ASSIGNMENT:
The required output is the line that contains "[point] every instance of the eucalyptus" through the last line of the data, retyped verbatim and with nothing added.

==========

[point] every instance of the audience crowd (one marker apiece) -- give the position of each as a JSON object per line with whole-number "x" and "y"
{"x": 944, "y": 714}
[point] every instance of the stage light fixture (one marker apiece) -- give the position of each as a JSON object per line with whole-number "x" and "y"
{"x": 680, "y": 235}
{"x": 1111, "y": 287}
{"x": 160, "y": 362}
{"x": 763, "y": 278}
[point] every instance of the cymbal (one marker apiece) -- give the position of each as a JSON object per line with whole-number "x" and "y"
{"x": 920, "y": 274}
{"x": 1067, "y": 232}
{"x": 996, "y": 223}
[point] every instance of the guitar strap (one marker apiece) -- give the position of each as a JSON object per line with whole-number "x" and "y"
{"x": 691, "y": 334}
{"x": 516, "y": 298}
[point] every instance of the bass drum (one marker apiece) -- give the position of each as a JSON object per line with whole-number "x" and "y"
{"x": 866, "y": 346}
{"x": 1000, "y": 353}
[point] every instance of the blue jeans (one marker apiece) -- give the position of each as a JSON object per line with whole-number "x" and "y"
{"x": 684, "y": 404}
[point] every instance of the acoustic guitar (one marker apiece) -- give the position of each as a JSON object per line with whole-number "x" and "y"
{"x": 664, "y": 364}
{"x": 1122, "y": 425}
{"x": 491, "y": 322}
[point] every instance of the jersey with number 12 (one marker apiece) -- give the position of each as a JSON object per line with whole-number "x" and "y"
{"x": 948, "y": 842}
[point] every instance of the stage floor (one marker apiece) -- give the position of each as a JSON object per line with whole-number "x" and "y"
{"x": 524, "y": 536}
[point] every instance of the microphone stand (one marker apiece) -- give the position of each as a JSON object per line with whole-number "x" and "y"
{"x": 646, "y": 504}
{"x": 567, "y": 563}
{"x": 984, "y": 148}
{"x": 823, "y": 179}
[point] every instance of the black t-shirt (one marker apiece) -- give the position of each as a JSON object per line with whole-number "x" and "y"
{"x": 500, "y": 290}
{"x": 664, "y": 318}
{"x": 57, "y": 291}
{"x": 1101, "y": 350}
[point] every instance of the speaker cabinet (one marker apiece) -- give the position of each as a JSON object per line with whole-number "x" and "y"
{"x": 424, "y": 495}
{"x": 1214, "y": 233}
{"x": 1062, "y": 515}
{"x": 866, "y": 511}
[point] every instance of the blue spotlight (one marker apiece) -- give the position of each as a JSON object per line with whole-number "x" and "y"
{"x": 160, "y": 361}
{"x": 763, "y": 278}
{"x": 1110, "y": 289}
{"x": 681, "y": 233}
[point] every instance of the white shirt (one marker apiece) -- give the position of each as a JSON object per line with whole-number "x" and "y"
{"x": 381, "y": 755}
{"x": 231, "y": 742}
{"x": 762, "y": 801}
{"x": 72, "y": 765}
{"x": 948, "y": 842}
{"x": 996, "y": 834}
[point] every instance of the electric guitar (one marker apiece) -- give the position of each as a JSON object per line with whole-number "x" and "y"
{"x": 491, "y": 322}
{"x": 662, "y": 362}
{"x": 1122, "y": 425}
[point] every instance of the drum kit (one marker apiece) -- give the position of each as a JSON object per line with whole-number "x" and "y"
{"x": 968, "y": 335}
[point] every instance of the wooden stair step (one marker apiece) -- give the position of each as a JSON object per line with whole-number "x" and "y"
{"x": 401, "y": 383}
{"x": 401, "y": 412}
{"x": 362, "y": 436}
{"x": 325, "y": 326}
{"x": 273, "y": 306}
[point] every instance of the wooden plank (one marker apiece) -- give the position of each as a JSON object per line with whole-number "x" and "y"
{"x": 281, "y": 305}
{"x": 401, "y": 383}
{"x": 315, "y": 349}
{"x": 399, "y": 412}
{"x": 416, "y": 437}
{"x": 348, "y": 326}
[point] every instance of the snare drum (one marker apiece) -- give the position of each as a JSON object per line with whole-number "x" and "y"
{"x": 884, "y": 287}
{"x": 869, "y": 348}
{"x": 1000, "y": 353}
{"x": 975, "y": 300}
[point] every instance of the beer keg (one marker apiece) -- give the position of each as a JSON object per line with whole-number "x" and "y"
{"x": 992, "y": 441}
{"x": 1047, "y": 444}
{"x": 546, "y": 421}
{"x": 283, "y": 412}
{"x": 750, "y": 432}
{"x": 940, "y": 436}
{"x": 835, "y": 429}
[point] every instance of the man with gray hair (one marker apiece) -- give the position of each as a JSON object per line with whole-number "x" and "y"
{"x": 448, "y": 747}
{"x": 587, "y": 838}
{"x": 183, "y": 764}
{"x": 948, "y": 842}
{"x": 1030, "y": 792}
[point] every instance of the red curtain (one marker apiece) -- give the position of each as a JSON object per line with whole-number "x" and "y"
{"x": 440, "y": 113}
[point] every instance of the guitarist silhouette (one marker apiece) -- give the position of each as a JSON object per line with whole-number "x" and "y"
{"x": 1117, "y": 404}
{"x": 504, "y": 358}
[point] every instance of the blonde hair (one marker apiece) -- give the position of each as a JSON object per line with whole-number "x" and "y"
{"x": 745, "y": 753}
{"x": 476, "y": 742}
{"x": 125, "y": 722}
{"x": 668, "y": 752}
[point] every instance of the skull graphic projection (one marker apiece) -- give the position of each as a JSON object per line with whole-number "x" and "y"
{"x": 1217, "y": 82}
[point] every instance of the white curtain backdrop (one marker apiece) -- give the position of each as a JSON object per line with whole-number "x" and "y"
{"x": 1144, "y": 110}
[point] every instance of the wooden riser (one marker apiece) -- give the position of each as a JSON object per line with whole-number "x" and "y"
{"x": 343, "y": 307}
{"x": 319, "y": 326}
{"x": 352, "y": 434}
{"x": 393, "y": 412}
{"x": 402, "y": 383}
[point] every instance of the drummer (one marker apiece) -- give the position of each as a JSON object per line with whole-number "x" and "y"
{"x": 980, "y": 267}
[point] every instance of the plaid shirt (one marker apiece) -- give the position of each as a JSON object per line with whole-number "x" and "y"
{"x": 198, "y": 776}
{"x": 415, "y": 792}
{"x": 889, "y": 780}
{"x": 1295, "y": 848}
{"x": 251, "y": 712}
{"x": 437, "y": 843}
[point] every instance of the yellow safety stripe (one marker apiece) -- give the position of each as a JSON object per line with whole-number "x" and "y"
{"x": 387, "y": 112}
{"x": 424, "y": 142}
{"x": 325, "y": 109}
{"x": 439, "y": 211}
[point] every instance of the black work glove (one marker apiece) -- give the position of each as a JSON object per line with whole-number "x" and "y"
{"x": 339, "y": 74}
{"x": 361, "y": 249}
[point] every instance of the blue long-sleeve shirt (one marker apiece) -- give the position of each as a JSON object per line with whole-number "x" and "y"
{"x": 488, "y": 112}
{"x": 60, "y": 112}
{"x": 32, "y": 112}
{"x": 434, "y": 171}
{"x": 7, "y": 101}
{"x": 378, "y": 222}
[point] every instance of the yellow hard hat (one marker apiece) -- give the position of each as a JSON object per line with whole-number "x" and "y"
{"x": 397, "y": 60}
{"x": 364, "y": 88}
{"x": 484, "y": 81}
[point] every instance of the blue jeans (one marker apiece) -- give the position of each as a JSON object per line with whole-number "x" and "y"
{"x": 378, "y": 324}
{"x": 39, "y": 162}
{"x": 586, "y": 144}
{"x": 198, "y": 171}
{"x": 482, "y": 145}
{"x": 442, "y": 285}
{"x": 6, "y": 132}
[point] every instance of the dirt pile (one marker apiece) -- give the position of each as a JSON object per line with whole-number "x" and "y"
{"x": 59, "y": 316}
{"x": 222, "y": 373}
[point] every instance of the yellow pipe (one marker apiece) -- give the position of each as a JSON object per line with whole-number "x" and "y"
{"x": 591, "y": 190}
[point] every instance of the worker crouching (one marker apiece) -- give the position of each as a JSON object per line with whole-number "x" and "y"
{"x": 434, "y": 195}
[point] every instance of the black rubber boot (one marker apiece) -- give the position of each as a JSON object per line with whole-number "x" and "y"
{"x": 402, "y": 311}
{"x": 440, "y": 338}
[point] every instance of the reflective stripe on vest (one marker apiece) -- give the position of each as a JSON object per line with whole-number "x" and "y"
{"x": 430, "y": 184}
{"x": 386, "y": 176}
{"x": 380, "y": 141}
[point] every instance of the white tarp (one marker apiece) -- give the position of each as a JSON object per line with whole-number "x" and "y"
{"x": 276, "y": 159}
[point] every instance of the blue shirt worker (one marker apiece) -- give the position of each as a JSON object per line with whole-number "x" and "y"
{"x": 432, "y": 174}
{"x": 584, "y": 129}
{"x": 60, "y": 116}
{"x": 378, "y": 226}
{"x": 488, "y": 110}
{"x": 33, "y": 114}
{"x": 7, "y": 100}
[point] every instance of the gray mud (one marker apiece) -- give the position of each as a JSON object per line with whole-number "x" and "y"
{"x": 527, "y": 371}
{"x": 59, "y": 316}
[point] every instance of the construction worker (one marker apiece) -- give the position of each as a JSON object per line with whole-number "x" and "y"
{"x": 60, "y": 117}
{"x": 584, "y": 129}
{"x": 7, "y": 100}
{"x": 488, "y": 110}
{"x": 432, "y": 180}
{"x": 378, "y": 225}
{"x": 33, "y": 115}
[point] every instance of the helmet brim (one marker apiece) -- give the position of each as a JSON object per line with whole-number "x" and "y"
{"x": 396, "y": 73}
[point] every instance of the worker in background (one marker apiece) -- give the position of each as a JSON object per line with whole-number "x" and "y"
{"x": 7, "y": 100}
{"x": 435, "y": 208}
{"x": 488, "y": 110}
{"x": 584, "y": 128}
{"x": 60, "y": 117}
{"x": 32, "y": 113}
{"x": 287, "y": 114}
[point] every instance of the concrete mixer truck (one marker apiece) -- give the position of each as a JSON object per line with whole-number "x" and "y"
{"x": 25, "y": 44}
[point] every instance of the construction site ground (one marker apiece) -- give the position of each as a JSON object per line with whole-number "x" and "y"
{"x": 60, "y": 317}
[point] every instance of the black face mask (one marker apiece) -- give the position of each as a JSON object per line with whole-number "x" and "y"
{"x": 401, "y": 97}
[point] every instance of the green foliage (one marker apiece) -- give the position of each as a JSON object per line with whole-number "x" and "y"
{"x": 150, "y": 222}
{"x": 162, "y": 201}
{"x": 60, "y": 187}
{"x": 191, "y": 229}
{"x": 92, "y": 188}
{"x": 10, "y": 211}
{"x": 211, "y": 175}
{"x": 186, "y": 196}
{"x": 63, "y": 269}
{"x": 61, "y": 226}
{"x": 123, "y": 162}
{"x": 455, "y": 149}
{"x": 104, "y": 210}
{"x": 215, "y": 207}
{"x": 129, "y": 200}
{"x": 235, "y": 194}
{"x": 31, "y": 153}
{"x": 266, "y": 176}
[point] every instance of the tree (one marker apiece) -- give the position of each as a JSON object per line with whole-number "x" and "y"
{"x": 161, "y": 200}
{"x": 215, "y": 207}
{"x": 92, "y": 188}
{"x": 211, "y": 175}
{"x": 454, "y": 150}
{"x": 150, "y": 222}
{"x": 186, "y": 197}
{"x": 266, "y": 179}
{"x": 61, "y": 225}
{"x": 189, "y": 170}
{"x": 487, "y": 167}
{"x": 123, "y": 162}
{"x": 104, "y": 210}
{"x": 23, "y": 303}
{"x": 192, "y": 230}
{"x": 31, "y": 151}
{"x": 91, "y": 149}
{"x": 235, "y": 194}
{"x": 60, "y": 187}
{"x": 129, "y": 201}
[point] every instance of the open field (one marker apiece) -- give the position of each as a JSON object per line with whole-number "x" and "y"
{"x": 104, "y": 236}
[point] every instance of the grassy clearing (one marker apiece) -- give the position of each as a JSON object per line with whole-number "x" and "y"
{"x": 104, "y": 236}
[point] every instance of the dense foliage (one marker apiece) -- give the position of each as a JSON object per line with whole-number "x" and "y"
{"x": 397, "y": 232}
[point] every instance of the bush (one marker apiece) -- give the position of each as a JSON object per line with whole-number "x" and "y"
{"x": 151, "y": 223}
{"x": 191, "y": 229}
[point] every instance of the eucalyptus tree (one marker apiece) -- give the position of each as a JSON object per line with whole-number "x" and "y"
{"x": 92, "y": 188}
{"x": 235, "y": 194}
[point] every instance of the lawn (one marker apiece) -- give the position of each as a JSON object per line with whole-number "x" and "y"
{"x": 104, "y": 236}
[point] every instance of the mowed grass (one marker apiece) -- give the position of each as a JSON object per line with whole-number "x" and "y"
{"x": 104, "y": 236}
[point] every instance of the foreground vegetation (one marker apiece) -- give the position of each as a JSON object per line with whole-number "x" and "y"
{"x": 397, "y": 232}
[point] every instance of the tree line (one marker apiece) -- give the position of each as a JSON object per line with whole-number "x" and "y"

==========

OUTPUT OF THE TASK:
[point] every instance of the eucalyptus tree (one marker apiece) -- give the position of each as a JSON object per line with whole-number "x" and "y"
{"x": 92, "y": 188}
{"x": 235, "y": 194}
[point] every instance of the lawn (one marker apiece) -- give the position of each as a JSON object per line with whole-number "x" and "y"
{"x": 104, "y": 236}
[point] every instance of the mowed grass (one marker apiece) -- give the position of each as a JSON object per line with whole-number "x" and "y"
{"x": 104, "y": 236}
[point] every instance of the foreground vegetation (one marker apiece) -- give the position of each as a JSON object per line with whole-number "x" and "y"
{"x": 397, "y": 232}
[point] every instance of the tree line (one marker apiece) -- give the position of each as a JSON object per line with whole-number "x" and "y"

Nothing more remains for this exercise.